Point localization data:
________

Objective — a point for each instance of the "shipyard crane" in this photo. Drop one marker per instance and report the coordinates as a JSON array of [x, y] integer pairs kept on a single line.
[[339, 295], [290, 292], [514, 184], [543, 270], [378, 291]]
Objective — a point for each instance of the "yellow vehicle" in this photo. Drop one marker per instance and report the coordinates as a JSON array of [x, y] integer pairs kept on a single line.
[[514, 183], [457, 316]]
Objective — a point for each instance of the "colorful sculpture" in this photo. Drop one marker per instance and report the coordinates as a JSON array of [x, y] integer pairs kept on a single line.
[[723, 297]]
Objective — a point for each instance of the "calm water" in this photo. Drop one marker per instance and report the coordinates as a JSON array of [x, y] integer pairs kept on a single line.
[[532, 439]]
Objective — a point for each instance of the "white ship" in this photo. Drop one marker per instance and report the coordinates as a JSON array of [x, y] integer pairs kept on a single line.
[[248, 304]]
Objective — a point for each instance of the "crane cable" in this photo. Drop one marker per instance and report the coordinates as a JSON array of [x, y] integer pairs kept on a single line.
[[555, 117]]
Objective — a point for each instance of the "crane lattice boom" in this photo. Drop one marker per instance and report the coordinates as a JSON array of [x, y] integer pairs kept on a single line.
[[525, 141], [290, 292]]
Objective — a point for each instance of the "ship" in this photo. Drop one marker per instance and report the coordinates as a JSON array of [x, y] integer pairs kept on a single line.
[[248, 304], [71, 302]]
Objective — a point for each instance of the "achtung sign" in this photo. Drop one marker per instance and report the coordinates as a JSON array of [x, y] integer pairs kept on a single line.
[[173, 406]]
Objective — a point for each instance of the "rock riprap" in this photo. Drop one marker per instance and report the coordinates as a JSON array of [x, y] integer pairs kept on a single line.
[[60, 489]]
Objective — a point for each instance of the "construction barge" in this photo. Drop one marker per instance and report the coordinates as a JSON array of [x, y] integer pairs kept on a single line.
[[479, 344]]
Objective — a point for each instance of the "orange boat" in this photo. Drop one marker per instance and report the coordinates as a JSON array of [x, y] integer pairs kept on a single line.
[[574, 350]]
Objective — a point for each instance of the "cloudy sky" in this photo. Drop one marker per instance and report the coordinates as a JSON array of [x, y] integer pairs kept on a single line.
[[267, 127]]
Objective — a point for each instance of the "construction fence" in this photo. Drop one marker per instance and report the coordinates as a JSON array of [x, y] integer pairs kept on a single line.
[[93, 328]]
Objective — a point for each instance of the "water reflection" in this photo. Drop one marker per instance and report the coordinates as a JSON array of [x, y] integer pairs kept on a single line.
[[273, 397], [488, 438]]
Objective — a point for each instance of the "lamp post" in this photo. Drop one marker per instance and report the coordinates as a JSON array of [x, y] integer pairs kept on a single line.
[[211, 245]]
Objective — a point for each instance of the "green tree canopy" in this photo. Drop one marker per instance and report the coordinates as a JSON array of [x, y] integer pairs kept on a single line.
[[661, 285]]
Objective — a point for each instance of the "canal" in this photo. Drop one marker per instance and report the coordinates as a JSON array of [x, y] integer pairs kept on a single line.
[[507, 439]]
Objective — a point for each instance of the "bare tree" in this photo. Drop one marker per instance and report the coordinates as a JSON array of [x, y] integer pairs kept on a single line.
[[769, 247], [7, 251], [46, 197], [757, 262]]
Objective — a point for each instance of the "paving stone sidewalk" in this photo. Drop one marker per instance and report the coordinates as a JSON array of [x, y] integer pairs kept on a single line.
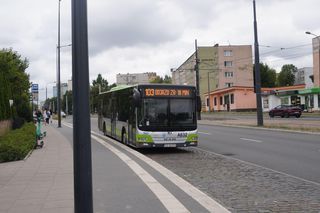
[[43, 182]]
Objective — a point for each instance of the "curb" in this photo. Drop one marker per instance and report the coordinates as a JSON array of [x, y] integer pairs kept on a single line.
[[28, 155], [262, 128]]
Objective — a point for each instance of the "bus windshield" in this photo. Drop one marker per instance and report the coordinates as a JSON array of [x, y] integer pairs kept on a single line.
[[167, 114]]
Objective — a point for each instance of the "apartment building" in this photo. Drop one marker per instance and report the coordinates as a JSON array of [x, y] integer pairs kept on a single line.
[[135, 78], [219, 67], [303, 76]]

________

Retype the records above exactly, leaving every picture out of your copy.

> [RESULT OF THE EXERCISE]:
Objective — a point for each instance of the "shipyard crane" in this photo. Drop one marker per instance and report the coordinates as a JSON array of [x, y] integer pairs kept on a single line.
[[339, 295], [290, 292], [514, 184], [543, 270], [378, 291]]
Objective — a point for each instance of the "yellow vehicle" in this photo. Drop one marker per instance and report the coordinates as a JSON array of [x, y] integer pairs kept on a single line.
[[514, 183], [457, 316]]
Objective — a point for each instance of the "colorful sculpture" in this photo. Drop one marker per instance and report the coordinates as a JSON array of [x, y] integer pairs kept on a single line.
[[723, 297]]
Objective — a point for each instance of the "calm water" in this photo. Drop one marker per instance and report the coordinates as a JSON array of [x, y] integer pairs kept on a single line.
[[532, 439]]
Objective — a point for each instance of the "white ship" in this photo. Drop one marker per instance and report the coordinates as a JSON array of [x, y] integer pairs kept on a single line.
[[248, 304]]
Objective — a point for each instance of the "crane cable" in this photo. Drop one marker per instance and report the coordinates as a JSON array of [x, y] integer pairs kept on a single line.
[[555, 117]]
Objective — a point for each instance of the "crane lattice boom" in this photo. Drop one marker per instance and report the coordinates as a JSON array of [x, y] integer pairs kept on a single line.
[[525, 141], [290, 292]]
Objective — a point for each instance of the "ship" in this photo. Drop one marker per instance and report the coordinates as a JSON array of [x, y] integer pairs kept on a single line.
[[248, 304], [71, 302]]
Objective — a point for each instance of the "achtung sign" in this photo. Drop one marker per instance and report the coordinates as a JSON array of [x, y] integer pairs kept on a single line.
[[173, 406]]
Objective — a point for each instance of the "rock riprap" in this photo. Drop one marker per instance and report the coordinates as a JSON array of [x, y] integer pairs kept on a single line.
[[60, 489]]
Objective — a point for each instance of the "construction barge" in this photo. Drop one marker per instance and report the coordinates as a JSON array of [x, y] integer pairs kept on a single line.
[[479, 344]]
Objective — a point for each instance of the "orange boat" in this photo. Drop one marker per instance and report the coordinates as a JSON array of [x, y] integer pairs kept on a single line.
[[574, 350]]
Objective — a point for each instance of the "cloudy sky" in this photo. Drop one marker per instance and report the coordinates as a JSON array of [x, y] integer pairs kept on a single line.
[[267, 127]]
Objective — a point for each instance of the "construction fence" in this photo. Drop one marker per instance and report the coordinates as a JSON array of [x, y] integer pairs kept on a single line.
[[93, 328]]
Objective — a point for each instance of the "water reflection" in this photo. Drop one marker per instance and report the coordinates as a JSON array of [x, y] integer pairs kept on a single line.
[[273, 397], [488, 438]]
Objective — a point for each instance of the "lamp post" in this photo. Drop one marker per instance and report the coordinates as a JSON array of [x, y] integer pairs kept on a single line.
[[211, 245]]
Objective — a point for each instance of the "green tree canopy" in this photo. Drop one marker per instance and report the coordinates as a JSON array of [x, y] integer pairs kept on a single line.
[[661, 285]]
Objective — a point for each instance of the "canal" in this photo. Drop one marker per instance and report the coordinates as a JSON array of [x, y] integer pairs kept on a single line.
[[507, 439]]
Objective — a point for each instance of the "bare tree" in this photo. Drop one marker per instance and report the coordinates as a JSON array of [x, y] integer pairs kept on a single line.
[[769, 247], [7, 251], [46, 197], [757, 262]]
Objective — a point for each instance of the "paving stone sidewalk" in this photo. Drop one marker per instance and report the coordinates as a JSON array of [x, y] integer pairs kept on a single line.
[[43, 182]]
Objective — a point for each instance of the "curb" in this photo. Drop one marker per instance and report the coordinates as a JSON array of [x, y] integer pairs kept on a single line.
[[28, 155], [262, 128]]
Objective — a point for each instance of the "bus windshield" in this photo. Drop one marker per instance and report the coordinates as a JSON array of [x, y] integer pairs kept on a single line.
[[167, 114]]
Objective — a point for each instance of the "apartment building" in this photo. Drop one marker per instance and report the coordinates as a JSON array of [x, y] integer pairs kept on a single line.
[[135, 78], [219, 67], [303, 76]]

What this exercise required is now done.